*WORK TO DO:* Collect every line in the rows below that contains the word "dirt", and copy each of those lines in full. The match is case-sensitive.

[Entries from a pointing dataset]
______
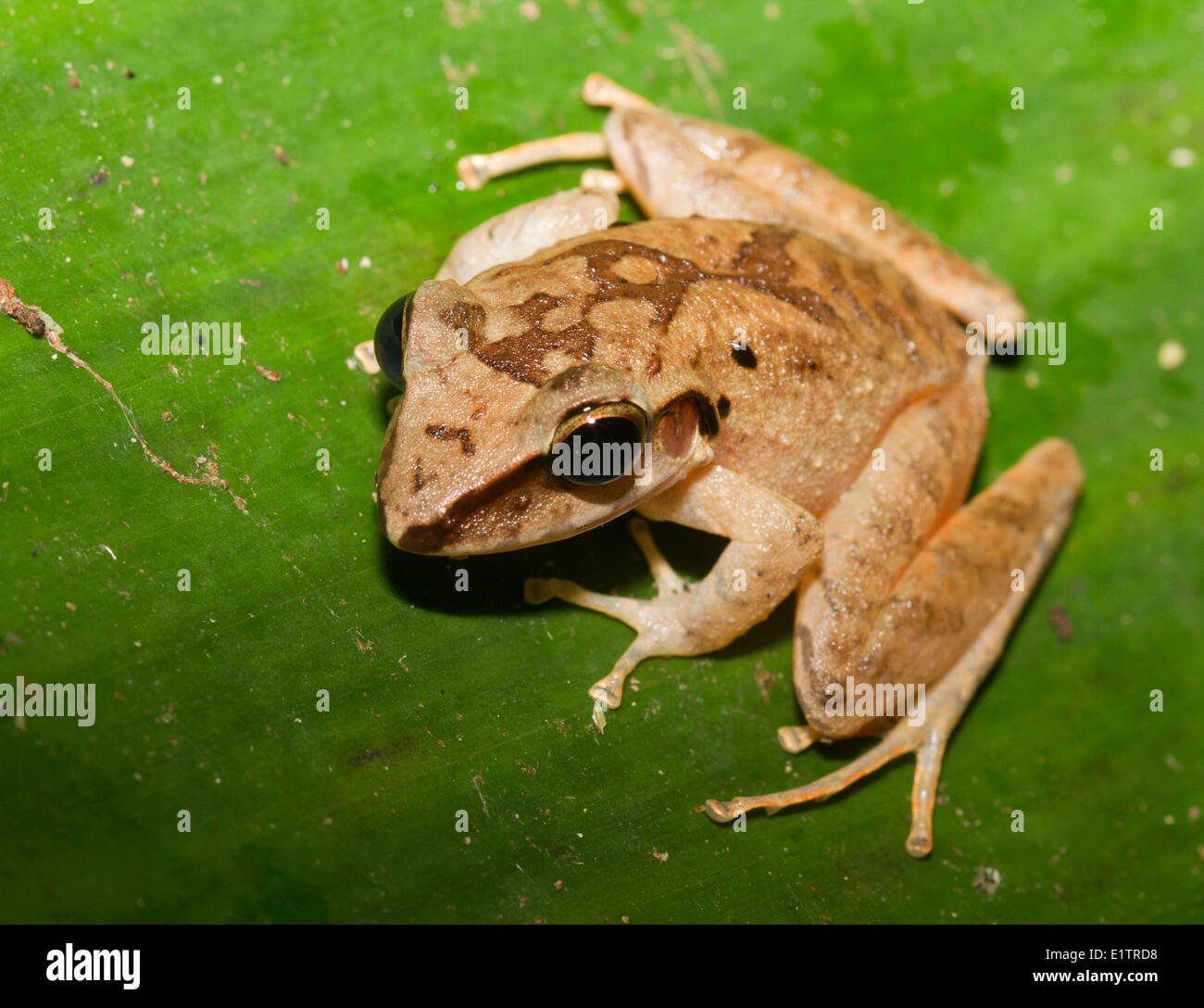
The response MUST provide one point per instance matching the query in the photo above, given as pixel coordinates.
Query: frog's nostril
(390, 338)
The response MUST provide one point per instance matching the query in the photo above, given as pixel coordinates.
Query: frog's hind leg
(1027, 510)
(476, 170)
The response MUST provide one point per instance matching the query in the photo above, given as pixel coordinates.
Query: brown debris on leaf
(1060, 622)
(12, 306)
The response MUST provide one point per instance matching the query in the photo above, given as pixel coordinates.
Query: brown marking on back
(444, 433)
(761, 264)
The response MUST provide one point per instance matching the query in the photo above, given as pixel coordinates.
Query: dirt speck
(987, 879)
(1060, 622)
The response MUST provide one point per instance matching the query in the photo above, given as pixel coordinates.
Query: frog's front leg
(773, 542)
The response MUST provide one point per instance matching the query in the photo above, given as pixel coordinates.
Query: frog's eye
(601, 444)
(390, 338)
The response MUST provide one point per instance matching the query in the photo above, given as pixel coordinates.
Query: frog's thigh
(525, 229)
(1012, 525)
(679, 167)
(911, 483)
(979, 562)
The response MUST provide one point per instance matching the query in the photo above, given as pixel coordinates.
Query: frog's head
(504, 440)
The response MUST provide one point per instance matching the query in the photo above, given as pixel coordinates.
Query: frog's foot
(944, 707)
(795, 738)
(658, 630)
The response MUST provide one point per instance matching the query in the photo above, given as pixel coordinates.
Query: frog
(771, 356)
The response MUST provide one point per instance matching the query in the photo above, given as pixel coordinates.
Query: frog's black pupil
(390, 338)
(594, 466)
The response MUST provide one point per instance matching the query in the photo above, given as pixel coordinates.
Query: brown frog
(774, 357)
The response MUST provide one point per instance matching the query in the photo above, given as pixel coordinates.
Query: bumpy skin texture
(831, 348)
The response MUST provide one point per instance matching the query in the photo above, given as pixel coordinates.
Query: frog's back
(805, 352)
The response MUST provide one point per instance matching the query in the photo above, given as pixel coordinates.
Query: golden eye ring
(600, 444)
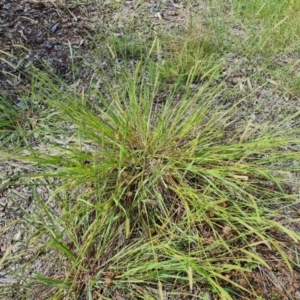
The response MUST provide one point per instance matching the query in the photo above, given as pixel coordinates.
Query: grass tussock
(161, 192)
(147, 184)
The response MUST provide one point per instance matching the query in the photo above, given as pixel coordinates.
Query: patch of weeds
(191, 50)
(277, 28)
(155, 194)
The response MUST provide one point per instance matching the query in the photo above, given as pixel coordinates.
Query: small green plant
(159, 190)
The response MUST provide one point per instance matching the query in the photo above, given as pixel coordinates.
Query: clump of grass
(160, 194)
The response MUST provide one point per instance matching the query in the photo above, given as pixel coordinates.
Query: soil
(43, 32)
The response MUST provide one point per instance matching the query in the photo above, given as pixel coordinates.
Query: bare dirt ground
(40, 32)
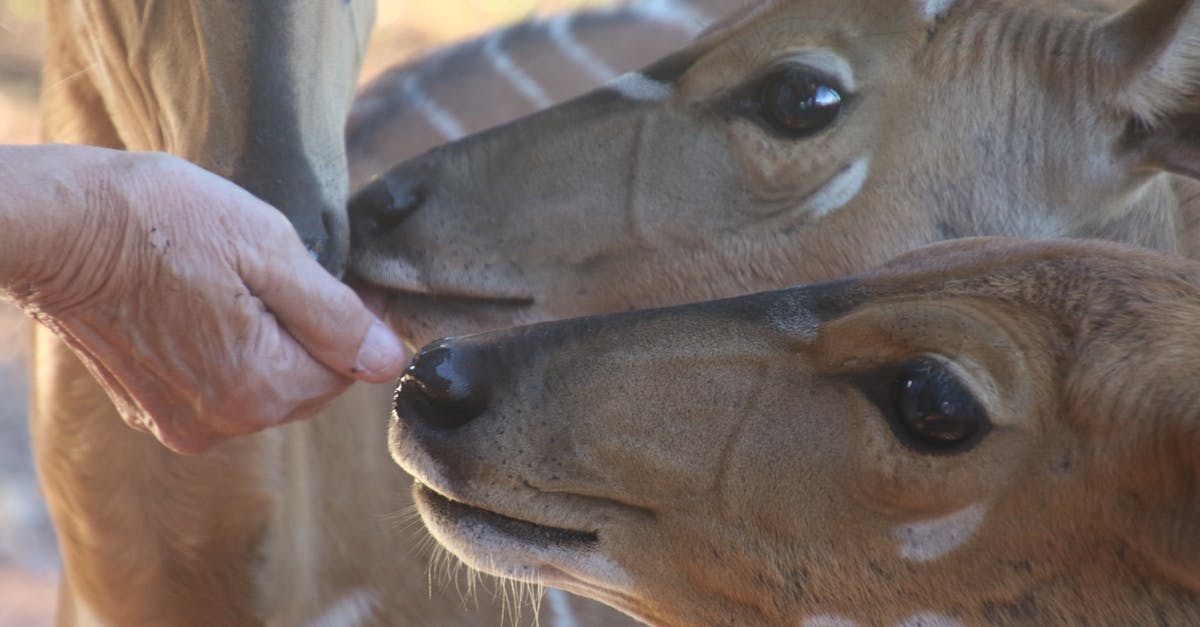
______
*ANSWER TO THE PROBLEM:*
Query: dirt speck
Query: bare dirt ground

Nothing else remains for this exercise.